* [THINGS TO DO]
• a. Answer these questions from the text on self-etching adhesives:
(i) Why can self-etching adhesive systems be applied in less time than other adhesive systems?
(ii) What did Chang et al. find about two-step self-etching adhesives?
(iii) What is Ankaferd Blood Stopper prepared from?
• b. Summarize the text on self-etching adhesives in two sentences.
• c. Reproduce the portion of the text on self-etching adhesives starting at "Ankaferd Blood Stopper" and ending at "active plants extracts.".

* [TEXT FOR ANALYSIS]
^^^^^^^^^^^^^^^^

This study was conducted using both a one-step and a two-step self-etching adhesive, and contamination occurred before the application of the adhesive system. As a result of fewer components and application steps, self-etching adhesive systems can be applied in less time than other adhesive systems (18,19), thereby reducing the risk of blood contamination in the field of operation (20). The use of a self-etch adhesive avoids the problem of contamination from gingival bleeding as a result of coincidental contact with cavosurface margins that may occur after the rinsing of phosphoric acid gel in cases where cavity preparation is performed without a rubber dam (21). Therefore, this study was conducted using self-etching adhesives.

The finding that blood contamination of dentin resulted in increased microleakage with both one- and two-step self-etching agents is in agreement with previous studies (20,22). Yoo et al. (20) showed that a one-step self-etching adhesive had lower bond strength to contaminated dentin when compared to a non-contaminated control group, and Chang et al. (22) found blood contamination reduced the bond strength of two-step self-etching adhesives to dentin. These results may be attributed to the ability of blood protein to prevent monomers from penetrating enamel and exposed dentine collagen networks (23,24). However, De Calvalho Mendonça et al. (10) showed that blood contamination prior to self-etch primer application did not affect bond strength when a blot-dry technique was used and Oonsombat et al. (25) reported that acidic primer is capable of cleaning blood from the dentin surface.

Ankaferd Blood Stopper is prepared from plant extracts used in Turkish traditional medicine as hemostatic agents. According to Göker et al. (26) ABS appears to initiate the formation of an encapsulated protein network that provides focal points for erythrocyte aggregation, with aggregated blood cells participating to form a mass with the erythrocytes. ABS exposure apparently provides both tissue oxygenation and physiological hemostatis without affecting any individual clotting factor. This unique mechanism of action provides ABS with an advantage over other hemostatically active plants extracts.

^^^^^^^^^^^^^^^^

[Records in a dataset]
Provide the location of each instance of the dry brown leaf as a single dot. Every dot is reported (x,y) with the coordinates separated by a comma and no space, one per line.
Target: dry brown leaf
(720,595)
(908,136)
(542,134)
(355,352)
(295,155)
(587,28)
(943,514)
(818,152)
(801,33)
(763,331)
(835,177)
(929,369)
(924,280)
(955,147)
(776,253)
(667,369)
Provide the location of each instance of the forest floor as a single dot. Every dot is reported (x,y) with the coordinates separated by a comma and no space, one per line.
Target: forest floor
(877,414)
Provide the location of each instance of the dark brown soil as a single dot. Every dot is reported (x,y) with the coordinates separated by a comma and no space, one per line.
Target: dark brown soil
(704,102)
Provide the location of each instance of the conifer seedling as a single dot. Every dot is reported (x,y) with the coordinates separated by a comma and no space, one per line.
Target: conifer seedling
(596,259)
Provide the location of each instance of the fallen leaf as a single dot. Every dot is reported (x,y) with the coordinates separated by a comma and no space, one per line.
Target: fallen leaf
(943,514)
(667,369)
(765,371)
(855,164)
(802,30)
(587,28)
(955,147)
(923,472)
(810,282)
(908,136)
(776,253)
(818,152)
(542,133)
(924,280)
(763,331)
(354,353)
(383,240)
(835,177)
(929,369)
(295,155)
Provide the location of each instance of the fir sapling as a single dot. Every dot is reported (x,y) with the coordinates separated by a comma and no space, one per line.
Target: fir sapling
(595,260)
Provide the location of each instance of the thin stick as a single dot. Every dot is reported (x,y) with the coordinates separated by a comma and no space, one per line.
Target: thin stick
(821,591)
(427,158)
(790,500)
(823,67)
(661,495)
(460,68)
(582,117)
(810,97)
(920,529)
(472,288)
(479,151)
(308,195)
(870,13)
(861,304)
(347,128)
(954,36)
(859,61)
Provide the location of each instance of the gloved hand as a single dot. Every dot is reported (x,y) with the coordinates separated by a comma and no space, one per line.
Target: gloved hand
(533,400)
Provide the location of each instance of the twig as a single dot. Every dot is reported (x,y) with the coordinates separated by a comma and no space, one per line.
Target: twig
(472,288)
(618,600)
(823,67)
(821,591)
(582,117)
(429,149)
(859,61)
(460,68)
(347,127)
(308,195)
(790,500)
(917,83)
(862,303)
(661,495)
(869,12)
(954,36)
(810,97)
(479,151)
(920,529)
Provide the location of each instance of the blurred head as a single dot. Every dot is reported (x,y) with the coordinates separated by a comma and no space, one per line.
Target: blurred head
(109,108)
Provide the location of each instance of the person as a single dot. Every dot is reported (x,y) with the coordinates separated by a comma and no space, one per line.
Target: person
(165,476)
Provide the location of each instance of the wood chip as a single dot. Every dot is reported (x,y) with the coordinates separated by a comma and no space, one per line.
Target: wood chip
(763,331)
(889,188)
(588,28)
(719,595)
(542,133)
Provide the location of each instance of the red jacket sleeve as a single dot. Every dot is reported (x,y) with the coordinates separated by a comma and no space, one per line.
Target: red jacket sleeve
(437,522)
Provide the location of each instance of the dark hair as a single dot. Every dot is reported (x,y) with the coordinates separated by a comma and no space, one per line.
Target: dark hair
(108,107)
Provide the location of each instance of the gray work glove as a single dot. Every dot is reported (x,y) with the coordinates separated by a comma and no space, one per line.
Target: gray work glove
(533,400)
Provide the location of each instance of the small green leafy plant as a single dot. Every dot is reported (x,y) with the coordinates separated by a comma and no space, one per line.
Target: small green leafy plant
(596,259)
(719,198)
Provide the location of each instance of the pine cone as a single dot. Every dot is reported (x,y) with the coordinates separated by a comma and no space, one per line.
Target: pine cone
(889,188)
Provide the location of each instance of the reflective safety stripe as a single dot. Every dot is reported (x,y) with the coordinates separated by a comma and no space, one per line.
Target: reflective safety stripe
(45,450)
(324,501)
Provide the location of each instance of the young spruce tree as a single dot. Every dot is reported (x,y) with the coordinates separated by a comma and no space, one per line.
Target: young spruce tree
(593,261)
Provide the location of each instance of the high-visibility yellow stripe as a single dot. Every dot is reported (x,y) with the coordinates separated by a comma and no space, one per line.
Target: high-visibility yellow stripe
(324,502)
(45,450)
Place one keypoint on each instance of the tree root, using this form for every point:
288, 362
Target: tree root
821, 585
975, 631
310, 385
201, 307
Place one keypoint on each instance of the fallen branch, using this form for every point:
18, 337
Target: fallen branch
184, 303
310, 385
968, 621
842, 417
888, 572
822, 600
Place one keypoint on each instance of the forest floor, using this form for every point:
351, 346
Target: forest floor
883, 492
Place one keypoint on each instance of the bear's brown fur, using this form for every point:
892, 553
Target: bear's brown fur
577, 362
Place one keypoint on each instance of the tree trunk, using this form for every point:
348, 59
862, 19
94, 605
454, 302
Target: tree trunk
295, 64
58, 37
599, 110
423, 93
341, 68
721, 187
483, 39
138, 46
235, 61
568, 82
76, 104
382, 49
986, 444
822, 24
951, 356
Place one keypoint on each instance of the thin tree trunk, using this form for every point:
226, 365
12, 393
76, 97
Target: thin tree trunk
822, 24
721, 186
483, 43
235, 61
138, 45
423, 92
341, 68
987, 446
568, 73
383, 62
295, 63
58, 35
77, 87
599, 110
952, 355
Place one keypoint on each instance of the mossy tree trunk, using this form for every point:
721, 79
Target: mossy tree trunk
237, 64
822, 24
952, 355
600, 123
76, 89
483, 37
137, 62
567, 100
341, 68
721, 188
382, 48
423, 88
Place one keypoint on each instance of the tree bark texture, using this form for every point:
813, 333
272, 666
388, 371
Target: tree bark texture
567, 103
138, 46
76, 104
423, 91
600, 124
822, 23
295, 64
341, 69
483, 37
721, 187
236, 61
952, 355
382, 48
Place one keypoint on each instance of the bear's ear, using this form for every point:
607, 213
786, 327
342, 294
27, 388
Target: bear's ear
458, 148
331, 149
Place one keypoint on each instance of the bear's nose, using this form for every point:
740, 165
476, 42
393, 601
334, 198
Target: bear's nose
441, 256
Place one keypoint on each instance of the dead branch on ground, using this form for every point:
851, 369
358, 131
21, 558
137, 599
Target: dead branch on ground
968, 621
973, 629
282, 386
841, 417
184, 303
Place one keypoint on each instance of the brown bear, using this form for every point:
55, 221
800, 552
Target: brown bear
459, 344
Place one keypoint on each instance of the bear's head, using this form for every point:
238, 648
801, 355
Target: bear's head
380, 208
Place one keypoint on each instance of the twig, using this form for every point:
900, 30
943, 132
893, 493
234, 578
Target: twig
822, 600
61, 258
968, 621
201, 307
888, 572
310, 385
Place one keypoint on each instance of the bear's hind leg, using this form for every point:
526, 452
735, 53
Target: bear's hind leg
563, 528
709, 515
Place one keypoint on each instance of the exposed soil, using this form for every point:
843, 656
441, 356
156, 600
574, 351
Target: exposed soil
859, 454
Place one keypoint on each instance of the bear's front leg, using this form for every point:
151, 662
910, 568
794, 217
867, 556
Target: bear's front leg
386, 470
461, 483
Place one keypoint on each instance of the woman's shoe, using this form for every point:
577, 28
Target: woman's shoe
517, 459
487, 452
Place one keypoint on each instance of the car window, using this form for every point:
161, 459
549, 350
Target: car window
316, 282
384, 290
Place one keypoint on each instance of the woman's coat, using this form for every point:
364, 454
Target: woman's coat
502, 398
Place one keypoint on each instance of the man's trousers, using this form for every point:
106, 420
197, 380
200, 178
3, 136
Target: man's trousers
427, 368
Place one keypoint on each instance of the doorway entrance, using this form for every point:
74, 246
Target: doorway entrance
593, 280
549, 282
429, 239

^^^^^^^^^^^^^^^^

* [RESPONSES]
• a.
(i) They have fewer components and application steps.
(ii) Blood contamination reduced the bond strength of two-step self-etching adhesives to dentin.
(iii) It is prepared from plant extracts used in Turkish traditional medicine as hemostatic agents.

• b. The study used one-step and two-step self-etching adhesives, which take less time to apply and so reduce the risk of blood contamination, and it found that blood contamination of dentin increased microleakage with both, in agreement with previous studies. Ankaferd Blood Stopper, prepared from plant extracts used in Turkish traditional medicine, appears to start an encapsulated protein network for erythrocyte aggregation and provides hemostasis without affecting any individual clotting factor.

• c.
Ankaferd Blood Stopper is prepared from plant extracts used in Turkish traditional medicine as hemostatic agents. According to Göker et al. (26) ABS appears to initiate the formation of an encapsulated protein network that provides focal points for erythrocyte aggregation, with aggregated blood cells participating to form a mass with the erythrocytes. ABS exposure apparently provides both tissue oxygenation and physiological hemostatis without affecting any individual clotting factor. This unique mechanism of action provides ABS with an advantage over other hemostatically active plants extracts.